Rewrite the data below from its start up to and including the line with "x=357 y=129", keeping every line and shifting each x and y coordinate by adding 109 to it. Leave the pictures out.

# Records:
▬▬▬▬▬▬

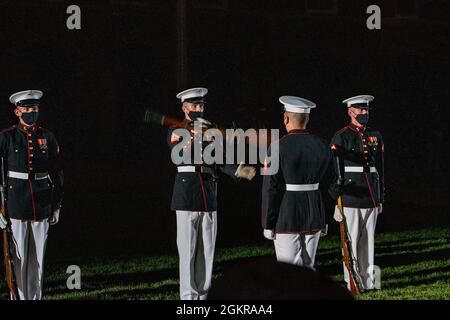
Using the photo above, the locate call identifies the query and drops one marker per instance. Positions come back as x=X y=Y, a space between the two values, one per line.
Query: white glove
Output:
x=54 y=219
x=380 y=208
x=269 y=234
x=337 y=215
x=246 y=172
x=324 y=231
x=3 y=222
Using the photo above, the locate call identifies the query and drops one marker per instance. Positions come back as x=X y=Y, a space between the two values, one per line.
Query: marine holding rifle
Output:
x=34 y=181
x=195 y=198
x=359 y=155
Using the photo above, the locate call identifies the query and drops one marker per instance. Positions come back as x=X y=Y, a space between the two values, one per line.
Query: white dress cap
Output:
x=29 y=97
x=193 y=95
x=296 y=104
x=362 y=100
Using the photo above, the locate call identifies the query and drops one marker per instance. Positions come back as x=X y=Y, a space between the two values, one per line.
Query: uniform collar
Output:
x=305 y=131
x=23 y=128
x=357 y=129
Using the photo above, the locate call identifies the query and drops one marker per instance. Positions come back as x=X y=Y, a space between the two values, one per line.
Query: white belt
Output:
x=302 y=187
x=26 y=176
x=186 y=169
x=359 y=169
x=200 y=169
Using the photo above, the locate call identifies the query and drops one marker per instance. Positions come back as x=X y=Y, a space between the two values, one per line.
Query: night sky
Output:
x=98 y=81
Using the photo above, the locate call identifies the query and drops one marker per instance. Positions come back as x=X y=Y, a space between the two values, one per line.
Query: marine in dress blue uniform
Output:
x=293 y=212
x=31 y=158
x=359 y=153
x=194 y=199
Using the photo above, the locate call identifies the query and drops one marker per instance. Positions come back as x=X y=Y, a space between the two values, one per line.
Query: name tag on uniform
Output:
x=372 y=141
x=42 y=143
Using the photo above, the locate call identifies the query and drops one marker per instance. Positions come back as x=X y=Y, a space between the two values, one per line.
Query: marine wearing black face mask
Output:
x=359 y=162
x=194 y=115
x=34 y=185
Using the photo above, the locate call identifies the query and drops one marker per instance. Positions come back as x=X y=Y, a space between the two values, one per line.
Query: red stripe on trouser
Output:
x=203 y=192
x=32 y=200
x=370 y=190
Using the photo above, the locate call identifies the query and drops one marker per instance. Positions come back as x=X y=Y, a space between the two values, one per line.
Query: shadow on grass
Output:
x=94 y=283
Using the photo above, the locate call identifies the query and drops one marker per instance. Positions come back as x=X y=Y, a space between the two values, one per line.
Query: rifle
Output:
x=7 y=244
x=346 y=244
x=152 y=117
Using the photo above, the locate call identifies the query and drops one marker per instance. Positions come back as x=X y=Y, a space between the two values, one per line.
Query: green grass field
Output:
x=414 y=264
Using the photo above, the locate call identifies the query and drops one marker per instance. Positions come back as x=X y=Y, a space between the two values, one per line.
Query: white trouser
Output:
x=297 y=249
x=196 y=239
x=361 y=224
x=29 y=238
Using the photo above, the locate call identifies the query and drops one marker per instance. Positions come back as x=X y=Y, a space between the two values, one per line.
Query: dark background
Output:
x=97 y=81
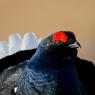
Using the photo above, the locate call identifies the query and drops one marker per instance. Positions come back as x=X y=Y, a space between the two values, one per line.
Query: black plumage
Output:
x=52 y=70
x=85 y=70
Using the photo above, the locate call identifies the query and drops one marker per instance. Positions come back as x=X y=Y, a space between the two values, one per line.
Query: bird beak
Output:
x=75 y=45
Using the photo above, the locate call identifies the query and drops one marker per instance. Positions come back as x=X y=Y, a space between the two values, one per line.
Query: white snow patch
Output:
x=14 y=43
x=3 y=49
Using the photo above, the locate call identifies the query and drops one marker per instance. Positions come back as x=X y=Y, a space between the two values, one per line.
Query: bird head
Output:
x=62 y=43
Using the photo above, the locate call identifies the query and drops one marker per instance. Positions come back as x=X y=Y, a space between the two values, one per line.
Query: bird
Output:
x=13 y=65
x=52 y=70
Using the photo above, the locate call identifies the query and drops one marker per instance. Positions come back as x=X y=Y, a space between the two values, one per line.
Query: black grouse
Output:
x=52 y=69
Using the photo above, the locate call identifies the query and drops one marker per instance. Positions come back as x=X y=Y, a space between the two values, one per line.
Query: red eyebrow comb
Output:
x=60 y=36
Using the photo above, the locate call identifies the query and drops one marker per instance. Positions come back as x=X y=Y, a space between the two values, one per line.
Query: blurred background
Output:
x=47 y=16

▬▬▬▬▬▬

# Output for this task:
Using the photo above, the locate call identifies the query and drops one marker per instance. Positions come back as x=X y=Y, a space between the two values, one per line.
Query: white glove
Output:
x=163 y=328
x=489 y=317
x=378 y=343
x=446 y=324
x=355 y=281
x=433 y=340
x=112 y=331
Using the photo above, the locate call identifies the query and drops one marker per instance. Positions come back as x=X y=Y, a space between the two values, one per line.
Query: marine holding rifle
Output:
x=143 y=290
x=304 y=307
x=468 y=264
Using the photo above, the locate call identifies the query and drops one marker per instance. Positions come back as x=X y=Y, a space between the two values, one per line.
Query: white dress cap
Output:
x=138 y=206
x=302 y=204
x=405 y=213
x=471 y=209
Using the photo above, the locate call identifies the query and drops one marker per instance. Positions come back as x=X y=Y, a space between the two values, one per line.
Query: uniform collar
Output:
x=414 y=240
x=132 y=237
x=466 y=238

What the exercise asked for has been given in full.